■ **Source data**:
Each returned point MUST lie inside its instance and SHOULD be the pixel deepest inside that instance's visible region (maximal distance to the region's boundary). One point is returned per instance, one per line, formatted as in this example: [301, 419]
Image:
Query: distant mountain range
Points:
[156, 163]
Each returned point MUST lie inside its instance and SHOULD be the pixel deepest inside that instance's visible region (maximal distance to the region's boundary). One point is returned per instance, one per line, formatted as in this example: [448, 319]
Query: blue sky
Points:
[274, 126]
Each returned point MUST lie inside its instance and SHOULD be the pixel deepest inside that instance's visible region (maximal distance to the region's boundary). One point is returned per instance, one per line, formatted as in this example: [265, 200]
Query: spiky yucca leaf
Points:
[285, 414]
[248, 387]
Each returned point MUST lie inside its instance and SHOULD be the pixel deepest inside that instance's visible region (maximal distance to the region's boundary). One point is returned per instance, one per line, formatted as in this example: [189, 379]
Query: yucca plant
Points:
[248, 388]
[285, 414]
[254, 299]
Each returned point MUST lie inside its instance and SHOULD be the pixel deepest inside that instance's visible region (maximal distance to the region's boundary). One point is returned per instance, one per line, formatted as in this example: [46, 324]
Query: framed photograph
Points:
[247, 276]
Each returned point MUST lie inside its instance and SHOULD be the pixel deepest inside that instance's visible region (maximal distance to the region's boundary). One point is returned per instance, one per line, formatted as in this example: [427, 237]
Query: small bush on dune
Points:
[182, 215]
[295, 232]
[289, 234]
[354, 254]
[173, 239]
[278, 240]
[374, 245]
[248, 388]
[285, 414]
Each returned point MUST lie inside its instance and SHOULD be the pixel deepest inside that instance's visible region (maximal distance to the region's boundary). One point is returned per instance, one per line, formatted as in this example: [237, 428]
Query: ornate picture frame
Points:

■ **What this task involves**: Nothing but a number should be given: how many lines in the records hold the word "yucca".

■ **Task result**: 2